[Collected data entries]
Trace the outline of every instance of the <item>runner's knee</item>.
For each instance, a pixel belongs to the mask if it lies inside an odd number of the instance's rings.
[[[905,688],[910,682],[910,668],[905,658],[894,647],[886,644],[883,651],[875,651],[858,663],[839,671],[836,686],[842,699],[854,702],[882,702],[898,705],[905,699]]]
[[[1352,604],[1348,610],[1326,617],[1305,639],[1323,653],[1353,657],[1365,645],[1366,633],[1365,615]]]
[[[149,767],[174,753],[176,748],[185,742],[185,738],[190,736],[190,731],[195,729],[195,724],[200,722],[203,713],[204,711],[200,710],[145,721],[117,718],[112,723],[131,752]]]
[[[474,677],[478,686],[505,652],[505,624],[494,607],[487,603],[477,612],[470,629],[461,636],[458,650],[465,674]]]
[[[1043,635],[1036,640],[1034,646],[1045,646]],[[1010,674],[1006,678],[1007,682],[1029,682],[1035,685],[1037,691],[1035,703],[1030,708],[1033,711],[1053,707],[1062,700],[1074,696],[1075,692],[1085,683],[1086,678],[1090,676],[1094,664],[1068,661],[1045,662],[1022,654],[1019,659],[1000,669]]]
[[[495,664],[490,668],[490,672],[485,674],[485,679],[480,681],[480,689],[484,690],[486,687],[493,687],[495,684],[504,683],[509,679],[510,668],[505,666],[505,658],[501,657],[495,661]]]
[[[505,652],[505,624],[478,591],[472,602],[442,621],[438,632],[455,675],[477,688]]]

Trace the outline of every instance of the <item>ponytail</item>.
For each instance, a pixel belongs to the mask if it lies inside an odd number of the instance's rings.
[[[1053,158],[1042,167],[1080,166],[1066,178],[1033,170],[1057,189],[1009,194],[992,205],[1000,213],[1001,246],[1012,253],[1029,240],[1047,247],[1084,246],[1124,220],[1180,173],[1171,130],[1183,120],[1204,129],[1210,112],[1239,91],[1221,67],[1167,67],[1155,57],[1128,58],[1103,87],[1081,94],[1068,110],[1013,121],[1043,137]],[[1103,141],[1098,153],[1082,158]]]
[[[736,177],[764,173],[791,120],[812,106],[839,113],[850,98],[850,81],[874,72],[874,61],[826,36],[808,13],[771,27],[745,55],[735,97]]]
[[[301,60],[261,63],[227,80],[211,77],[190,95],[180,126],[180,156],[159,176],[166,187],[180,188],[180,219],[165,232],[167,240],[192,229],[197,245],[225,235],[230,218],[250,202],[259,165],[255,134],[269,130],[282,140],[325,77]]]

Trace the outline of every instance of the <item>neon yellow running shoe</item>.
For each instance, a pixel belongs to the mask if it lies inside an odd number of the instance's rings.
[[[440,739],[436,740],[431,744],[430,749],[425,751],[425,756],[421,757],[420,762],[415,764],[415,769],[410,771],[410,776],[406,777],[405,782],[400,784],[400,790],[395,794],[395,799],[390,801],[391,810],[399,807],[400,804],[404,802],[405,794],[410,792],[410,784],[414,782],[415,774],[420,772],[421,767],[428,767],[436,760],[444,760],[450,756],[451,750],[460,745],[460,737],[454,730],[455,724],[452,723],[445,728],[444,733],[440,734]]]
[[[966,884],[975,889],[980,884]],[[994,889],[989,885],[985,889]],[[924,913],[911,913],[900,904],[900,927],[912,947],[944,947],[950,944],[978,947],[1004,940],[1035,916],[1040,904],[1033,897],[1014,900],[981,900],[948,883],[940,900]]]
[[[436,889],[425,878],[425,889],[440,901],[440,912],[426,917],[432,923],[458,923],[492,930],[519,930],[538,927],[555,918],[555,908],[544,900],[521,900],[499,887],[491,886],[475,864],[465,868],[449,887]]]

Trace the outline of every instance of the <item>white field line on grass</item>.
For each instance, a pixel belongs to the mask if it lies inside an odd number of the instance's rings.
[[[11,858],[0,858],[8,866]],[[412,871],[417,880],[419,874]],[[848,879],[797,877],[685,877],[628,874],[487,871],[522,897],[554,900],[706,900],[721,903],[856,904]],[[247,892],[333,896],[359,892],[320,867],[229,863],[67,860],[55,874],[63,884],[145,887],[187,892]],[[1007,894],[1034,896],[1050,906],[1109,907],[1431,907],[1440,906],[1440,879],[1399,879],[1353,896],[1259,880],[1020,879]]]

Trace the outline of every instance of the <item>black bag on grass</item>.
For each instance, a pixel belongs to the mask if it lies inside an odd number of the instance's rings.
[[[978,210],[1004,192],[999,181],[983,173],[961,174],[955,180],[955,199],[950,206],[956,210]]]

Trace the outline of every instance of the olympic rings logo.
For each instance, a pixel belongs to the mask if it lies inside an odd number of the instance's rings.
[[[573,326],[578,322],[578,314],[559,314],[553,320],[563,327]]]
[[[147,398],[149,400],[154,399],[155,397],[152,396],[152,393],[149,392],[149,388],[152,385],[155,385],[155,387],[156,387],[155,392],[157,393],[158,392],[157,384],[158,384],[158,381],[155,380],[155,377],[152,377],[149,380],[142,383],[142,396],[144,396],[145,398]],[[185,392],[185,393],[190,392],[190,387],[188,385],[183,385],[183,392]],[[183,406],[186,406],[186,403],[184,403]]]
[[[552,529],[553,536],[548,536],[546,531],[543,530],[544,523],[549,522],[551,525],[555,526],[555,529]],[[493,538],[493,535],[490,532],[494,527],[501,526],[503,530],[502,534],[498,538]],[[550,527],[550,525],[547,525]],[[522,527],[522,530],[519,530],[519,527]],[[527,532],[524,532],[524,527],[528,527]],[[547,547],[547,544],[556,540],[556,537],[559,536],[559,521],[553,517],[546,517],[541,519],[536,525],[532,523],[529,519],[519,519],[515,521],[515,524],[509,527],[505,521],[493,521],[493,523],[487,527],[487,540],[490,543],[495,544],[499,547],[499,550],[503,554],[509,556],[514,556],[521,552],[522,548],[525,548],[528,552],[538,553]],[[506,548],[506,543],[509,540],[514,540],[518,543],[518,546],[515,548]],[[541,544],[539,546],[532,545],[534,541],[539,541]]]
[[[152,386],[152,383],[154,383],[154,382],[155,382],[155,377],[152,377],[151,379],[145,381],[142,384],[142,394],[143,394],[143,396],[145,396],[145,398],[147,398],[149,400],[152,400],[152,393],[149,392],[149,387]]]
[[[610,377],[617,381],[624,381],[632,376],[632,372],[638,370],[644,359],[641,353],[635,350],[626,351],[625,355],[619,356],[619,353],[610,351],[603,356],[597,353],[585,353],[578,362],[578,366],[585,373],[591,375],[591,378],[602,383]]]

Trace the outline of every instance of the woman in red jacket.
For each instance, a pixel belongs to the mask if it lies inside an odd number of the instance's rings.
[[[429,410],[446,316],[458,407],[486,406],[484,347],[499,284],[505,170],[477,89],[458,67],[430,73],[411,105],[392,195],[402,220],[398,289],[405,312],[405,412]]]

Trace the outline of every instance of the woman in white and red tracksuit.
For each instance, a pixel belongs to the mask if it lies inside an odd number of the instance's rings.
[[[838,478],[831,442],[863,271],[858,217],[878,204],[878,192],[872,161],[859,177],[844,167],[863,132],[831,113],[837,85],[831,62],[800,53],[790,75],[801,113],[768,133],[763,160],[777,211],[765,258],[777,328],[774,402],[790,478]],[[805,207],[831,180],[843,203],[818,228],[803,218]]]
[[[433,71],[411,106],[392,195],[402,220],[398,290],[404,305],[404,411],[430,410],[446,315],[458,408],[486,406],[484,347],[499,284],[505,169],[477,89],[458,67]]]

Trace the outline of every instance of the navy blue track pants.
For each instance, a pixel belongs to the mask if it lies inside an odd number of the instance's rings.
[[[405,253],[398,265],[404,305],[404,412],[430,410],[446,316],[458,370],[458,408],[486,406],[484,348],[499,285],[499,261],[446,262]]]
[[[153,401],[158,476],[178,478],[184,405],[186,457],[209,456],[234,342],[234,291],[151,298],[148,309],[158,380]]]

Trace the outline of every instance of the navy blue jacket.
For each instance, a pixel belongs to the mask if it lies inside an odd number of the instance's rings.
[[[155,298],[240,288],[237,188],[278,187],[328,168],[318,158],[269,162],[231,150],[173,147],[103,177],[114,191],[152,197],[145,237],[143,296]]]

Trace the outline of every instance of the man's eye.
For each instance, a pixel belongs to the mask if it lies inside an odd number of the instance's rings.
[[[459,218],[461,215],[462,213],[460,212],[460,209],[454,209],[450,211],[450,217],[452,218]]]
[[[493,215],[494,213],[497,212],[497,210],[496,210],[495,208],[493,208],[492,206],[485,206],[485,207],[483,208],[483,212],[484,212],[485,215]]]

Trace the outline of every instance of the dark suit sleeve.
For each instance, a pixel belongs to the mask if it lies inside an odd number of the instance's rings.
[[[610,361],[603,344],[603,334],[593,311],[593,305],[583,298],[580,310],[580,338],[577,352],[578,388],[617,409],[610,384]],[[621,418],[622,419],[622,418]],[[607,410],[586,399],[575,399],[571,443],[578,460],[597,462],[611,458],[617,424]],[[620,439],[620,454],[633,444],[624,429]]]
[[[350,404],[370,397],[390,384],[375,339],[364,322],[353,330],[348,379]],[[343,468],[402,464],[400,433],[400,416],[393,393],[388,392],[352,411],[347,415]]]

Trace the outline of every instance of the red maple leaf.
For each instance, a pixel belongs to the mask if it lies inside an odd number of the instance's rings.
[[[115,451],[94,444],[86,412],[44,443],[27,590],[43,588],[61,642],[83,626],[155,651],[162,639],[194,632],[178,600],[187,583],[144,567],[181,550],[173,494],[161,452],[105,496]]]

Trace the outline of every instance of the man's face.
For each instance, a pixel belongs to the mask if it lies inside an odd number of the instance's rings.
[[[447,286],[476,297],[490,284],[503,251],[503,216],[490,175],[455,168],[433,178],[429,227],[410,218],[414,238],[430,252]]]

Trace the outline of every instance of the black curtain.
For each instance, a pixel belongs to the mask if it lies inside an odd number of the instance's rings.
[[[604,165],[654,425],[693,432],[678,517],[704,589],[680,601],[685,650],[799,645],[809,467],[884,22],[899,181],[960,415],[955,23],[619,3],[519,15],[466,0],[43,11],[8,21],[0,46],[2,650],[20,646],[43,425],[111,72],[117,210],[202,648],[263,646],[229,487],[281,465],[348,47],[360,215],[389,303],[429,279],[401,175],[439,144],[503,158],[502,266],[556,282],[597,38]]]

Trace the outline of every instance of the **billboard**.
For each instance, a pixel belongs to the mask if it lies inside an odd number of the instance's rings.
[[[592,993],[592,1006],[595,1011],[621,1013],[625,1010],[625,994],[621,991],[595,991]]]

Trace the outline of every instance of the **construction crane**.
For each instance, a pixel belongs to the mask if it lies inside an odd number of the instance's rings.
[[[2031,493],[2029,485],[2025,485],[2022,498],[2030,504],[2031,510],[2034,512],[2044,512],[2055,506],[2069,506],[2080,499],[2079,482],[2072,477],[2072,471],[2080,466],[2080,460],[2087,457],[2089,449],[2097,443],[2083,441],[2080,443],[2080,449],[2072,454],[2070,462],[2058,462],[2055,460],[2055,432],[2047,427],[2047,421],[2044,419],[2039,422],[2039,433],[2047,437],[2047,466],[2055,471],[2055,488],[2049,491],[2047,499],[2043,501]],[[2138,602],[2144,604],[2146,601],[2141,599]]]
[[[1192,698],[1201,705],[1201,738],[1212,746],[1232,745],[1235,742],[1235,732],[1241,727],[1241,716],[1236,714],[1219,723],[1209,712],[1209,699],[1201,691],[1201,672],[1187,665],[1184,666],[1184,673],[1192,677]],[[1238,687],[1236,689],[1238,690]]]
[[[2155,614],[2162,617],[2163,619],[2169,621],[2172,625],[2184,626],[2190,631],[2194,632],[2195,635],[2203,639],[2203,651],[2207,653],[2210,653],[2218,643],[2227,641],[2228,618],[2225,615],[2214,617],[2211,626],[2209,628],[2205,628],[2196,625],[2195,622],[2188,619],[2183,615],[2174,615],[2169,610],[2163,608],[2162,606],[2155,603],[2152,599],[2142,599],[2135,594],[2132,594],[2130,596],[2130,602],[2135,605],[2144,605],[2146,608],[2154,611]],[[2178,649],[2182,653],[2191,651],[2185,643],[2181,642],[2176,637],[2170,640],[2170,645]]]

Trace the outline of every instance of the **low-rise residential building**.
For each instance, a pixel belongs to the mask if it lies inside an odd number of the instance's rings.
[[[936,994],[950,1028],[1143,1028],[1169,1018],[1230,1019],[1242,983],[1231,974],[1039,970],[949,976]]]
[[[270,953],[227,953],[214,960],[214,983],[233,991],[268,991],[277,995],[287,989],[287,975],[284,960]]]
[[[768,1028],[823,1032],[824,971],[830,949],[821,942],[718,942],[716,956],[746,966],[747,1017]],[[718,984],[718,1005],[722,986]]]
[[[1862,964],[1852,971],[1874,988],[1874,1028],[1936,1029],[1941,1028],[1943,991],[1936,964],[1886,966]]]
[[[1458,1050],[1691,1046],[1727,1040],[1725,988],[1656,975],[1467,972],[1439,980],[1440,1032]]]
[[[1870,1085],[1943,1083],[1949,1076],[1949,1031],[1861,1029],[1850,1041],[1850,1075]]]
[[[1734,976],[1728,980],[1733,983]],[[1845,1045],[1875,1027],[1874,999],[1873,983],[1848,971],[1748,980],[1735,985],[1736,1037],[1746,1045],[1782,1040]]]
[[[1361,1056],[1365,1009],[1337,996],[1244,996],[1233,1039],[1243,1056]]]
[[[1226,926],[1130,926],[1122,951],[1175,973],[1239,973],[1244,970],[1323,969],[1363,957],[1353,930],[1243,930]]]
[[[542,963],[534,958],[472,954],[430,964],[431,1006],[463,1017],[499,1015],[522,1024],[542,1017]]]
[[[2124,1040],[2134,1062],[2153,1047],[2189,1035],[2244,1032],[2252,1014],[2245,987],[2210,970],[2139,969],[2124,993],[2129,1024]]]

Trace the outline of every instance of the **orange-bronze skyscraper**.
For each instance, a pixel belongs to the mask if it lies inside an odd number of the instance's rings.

### Work request:
Starting at the line above that contains "Trace the outline of every instance of the <item>neon", repeat each line exactly up to and including the line that contains "Trace the outline of every instance of the <item>white", and stop there.

### Output for this task:
Trace the outline of every instance of the <item>neon yellow running shoe</item>.
For each instance, a pixel belongs to the mask if it lies inside an odd number of the instance's rings.
[[[440,739],[436,740],[431,744],[430,749],[425,751],[425,756],[421,757],[420,762],[415,764],[415,769],[410,771],[410,776],[406,777],[405,782],[400,784],[400,790],[395,794],[395,799],[390,801],[391,810],[399,807],[400,804],[404,802],[405,794],[410,792],[410,784],[414,782],[415,774],[420,772],[421,767],[428,767],[436,760],[444,760],[450,756],[451,750],[460,745],[460,737],[454,730],[455,724],[452,723],[445,728],[444,733],[440,734]]]
[[[966,884],[975,889],[980,884]],[[994,889],[989,885],[985,889]],[[924,913],[911,913],[900,904],[900,927],[912,947],[944,947],[950,944],[978,947],[1004,940],[1035,916],[1040,904],[1033,897],[1014,900],[981,900],[948,883],[940,900]]]
[[[436,889],[425,878],[425,889],[440,901],[440,912],[426,917],[432,923],[458,923],[492,930],[519,930],[538,927],[555,918],[555,908],[544,900],[521,900],[499,887],[491,886],[475,864],[465,868],[449,887]]]

Trace the outline of every instance of the <item>white field line on grass</item>.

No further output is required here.